DATA SHOWN ->
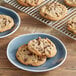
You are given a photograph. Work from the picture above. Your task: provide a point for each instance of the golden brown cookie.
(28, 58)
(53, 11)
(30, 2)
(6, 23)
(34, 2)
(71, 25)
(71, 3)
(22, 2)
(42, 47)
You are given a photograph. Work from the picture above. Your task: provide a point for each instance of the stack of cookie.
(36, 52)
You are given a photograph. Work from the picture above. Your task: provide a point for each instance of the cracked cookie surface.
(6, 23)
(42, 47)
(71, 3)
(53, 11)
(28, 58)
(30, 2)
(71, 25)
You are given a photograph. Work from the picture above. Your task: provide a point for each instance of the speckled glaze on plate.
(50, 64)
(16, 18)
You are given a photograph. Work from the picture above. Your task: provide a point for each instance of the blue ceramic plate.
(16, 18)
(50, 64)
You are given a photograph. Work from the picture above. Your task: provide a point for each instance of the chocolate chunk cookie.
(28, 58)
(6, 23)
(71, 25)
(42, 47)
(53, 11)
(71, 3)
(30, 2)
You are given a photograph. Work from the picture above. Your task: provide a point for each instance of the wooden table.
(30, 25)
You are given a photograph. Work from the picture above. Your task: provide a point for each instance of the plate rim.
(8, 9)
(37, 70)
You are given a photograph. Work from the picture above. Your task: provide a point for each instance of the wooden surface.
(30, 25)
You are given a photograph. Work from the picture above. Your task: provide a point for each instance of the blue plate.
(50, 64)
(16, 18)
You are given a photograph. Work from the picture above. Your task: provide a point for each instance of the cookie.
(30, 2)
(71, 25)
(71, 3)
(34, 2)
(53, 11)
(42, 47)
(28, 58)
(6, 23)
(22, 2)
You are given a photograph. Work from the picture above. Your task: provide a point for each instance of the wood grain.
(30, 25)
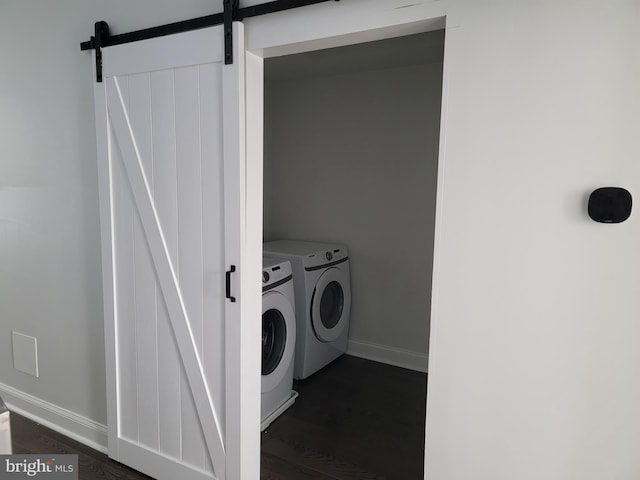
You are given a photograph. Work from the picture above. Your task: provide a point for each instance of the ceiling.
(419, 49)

BRIEF -> Print once more, exactly, the lines from the one with "of the cookie." through the last line of the data, both ends included, without any pictures.

ANSWER SECTION ->
You are given a photograph. Work from the picture above. Your task: provide a point for each instance of the cookie.
(30, 2)
(71, 25)
(71, 3)
(34, 2)
(53, 11)
(42, 47)
(28, 58)
(6, 23)
(22, 2)
You are given a photograph. Work from the picture above. Your task: provide a point for each instance of the wood grain.
(30, 25)
You are given a photograph. Work from the picture above. Your task: provide a point for each instance of the ceiling.
(419, 49)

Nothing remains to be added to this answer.